TEXT SEGMENT:
3.1 Dose-response meta-analysis
In order to analyze the correlation between BW and the risk of cancers, we used the dose-response meta-analysis to reflect the overall trend change of exposure (BW) level and the risk of outcome (cancer risk) indicators 46. Firstly, for all collected studies, we chose the most adjusted risk estimates and 95% confidence interval for the highest BW group versus the lowest group (reference). And the reported HRs and ORs were approximately considered RRs47. Then, we used both “Random-effects models” and “Fixed-effects models” to calculate the summarized RR estimates. If the heterogeneity was low (I2<50%), we used the value of fixed-effects models. Otherwise, we preferred to used random-effects models.

RECORDS:

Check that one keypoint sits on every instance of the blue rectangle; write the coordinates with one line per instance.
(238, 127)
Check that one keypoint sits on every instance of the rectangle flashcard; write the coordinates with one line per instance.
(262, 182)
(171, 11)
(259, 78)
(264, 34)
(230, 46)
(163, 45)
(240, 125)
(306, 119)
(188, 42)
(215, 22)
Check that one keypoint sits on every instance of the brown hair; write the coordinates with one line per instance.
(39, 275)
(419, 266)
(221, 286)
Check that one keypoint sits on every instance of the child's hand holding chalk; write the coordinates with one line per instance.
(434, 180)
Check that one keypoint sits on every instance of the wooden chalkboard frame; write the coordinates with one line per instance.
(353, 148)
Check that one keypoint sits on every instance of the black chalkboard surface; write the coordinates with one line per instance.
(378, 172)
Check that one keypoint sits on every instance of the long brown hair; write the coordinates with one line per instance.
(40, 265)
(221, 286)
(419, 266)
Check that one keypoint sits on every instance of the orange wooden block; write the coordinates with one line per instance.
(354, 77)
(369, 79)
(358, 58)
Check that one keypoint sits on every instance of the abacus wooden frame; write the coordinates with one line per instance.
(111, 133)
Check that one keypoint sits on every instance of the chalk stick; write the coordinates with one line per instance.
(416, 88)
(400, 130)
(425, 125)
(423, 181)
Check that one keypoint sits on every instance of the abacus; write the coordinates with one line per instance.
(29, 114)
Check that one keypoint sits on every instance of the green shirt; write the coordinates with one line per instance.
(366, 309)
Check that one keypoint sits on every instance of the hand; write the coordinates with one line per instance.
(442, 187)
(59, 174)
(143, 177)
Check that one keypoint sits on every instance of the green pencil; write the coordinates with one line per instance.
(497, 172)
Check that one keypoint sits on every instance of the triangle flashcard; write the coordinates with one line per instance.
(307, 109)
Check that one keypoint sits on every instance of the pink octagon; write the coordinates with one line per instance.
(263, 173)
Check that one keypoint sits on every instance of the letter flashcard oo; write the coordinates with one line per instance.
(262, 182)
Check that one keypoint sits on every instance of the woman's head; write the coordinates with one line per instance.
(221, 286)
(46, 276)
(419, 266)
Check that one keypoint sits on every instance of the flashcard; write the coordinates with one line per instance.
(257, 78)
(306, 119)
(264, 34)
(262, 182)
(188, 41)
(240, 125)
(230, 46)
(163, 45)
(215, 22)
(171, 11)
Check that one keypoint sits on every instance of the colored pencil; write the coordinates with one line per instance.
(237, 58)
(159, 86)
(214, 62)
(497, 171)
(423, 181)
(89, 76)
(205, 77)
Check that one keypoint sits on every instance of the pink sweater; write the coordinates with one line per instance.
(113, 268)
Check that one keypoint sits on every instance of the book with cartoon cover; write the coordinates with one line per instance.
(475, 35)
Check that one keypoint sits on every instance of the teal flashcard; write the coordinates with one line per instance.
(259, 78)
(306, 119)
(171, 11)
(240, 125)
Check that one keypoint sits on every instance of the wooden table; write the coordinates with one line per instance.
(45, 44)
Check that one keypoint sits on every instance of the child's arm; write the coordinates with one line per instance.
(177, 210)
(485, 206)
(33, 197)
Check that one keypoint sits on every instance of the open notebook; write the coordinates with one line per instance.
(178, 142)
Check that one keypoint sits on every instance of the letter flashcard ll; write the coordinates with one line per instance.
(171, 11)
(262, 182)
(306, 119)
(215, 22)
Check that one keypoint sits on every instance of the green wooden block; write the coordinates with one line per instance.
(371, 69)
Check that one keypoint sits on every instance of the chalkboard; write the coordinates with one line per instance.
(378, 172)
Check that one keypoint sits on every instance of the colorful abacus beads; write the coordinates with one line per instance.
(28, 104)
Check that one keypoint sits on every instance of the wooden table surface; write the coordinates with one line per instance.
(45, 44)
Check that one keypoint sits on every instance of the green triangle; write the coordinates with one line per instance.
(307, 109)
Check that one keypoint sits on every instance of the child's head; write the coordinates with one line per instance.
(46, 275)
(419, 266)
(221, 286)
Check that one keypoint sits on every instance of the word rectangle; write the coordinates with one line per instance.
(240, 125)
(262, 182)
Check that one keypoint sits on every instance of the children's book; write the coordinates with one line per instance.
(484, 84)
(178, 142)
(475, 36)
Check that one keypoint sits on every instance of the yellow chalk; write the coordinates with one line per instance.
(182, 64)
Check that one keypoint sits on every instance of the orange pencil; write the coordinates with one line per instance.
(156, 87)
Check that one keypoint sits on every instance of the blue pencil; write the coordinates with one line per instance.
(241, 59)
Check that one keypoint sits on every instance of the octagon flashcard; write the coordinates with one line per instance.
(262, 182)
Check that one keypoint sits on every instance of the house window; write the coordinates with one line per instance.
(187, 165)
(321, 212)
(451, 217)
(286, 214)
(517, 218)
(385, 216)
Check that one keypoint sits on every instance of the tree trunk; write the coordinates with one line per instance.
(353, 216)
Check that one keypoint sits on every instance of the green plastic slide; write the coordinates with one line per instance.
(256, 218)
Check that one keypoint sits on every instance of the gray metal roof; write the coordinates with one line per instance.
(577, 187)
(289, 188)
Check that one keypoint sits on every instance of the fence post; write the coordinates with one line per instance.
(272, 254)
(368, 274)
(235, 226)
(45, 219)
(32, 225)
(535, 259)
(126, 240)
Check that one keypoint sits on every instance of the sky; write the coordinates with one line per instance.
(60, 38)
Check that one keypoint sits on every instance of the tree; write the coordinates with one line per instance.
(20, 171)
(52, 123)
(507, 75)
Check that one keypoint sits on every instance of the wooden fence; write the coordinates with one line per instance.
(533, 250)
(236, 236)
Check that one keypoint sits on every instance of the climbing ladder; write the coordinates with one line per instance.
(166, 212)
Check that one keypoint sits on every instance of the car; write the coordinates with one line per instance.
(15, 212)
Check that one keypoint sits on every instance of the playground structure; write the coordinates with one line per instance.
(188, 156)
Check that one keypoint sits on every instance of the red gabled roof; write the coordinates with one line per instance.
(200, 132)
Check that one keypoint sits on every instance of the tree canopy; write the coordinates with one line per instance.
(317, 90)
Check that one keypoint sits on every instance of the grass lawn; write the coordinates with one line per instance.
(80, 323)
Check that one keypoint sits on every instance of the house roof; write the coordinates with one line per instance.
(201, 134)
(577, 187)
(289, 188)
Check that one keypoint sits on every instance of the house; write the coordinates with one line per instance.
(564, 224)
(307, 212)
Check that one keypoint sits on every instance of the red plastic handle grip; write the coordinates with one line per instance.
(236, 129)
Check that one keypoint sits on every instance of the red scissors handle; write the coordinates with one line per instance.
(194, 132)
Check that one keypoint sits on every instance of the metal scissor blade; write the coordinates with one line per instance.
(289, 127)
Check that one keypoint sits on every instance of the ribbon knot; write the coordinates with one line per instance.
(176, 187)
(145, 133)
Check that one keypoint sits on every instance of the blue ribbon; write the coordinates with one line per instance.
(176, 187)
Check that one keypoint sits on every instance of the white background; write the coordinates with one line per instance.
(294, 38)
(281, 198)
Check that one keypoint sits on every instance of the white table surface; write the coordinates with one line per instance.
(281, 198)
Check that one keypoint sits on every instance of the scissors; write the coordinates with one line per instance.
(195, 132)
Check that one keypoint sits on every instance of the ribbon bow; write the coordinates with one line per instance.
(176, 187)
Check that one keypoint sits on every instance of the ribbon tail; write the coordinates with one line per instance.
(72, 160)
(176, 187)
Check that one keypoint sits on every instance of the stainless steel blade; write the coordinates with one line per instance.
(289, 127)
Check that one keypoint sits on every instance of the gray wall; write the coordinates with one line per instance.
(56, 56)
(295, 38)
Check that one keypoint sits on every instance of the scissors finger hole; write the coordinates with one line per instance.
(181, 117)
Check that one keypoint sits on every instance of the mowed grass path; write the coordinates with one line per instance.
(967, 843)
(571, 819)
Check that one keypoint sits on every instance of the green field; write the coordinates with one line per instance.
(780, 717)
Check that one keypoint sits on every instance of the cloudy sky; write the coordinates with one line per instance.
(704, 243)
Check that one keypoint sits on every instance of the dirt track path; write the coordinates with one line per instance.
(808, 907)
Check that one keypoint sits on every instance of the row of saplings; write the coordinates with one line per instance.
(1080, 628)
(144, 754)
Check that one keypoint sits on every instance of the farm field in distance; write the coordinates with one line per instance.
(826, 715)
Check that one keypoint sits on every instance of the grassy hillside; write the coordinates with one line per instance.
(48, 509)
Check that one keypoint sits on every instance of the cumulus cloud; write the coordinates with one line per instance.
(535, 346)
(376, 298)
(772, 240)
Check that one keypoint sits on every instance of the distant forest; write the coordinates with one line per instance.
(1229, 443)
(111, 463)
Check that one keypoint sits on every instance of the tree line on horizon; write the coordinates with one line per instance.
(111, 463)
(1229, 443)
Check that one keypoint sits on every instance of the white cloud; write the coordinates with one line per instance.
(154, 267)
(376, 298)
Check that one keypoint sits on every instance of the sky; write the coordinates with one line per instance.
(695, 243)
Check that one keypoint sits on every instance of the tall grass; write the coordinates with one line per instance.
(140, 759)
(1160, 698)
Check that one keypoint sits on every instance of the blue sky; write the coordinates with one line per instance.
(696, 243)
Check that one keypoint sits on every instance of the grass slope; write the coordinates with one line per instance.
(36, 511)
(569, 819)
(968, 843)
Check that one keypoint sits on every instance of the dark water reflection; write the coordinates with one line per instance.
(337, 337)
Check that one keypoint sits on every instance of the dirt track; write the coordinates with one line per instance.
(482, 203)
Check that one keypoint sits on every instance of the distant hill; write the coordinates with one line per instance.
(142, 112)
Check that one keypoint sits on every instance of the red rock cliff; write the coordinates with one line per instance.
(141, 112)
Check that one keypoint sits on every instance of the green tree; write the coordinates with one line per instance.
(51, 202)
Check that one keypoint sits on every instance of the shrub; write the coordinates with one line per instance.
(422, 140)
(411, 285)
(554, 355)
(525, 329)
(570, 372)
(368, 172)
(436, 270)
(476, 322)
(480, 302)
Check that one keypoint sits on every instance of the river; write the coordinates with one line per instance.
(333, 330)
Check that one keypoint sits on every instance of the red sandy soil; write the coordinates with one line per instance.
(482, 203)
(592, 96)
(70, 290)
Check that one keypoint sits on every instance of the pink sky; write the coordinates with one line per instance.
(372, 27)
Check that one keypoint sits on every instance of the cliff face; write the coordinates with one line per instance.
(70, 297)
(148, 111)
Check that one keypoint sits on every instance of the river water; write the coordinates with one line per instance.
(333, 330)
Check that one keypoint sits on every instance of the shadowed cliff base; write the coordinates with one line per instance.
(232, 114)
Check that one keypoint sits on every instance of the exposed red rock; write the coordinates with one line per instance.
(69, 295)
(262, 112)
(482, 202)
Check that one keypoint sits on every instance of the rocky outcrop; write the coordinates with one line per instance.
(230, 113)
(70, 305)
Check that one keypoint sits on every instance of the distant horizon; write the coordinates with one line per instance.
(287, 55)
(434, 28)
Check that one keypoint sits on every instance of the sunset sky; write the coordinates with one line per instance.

YOUR GOAL: From the dose-response meta-analysis text above, write out word for word the passage that begins at "3.1 Dose-response meta-analysis" and ends after "used random-effects models.".

RESPONSE:
3.1 Dose-response meta-analysis
In order to analyze the correlation between BW and the risk of cancers, we used the dose-response meta-analysis to reflect the overall trend change of exposure (BW) level and the risk of outcome (cancer risk) indicators 46. Firstly, for all collected studies, we chose the most adjusted risk estimates and 95% confidence interval for the highest BW group versus the lowest group (reference). And the reported HRs and ORs were approximately considered RRs47. Then, we used both “Random-effects models” and “Fixed-effects models” to calculate the summarized RR estimates. If the heterogeneity was low (I2<50%), we used the value of fixed-effects models. Otherwise, we preferred to used random-effects models.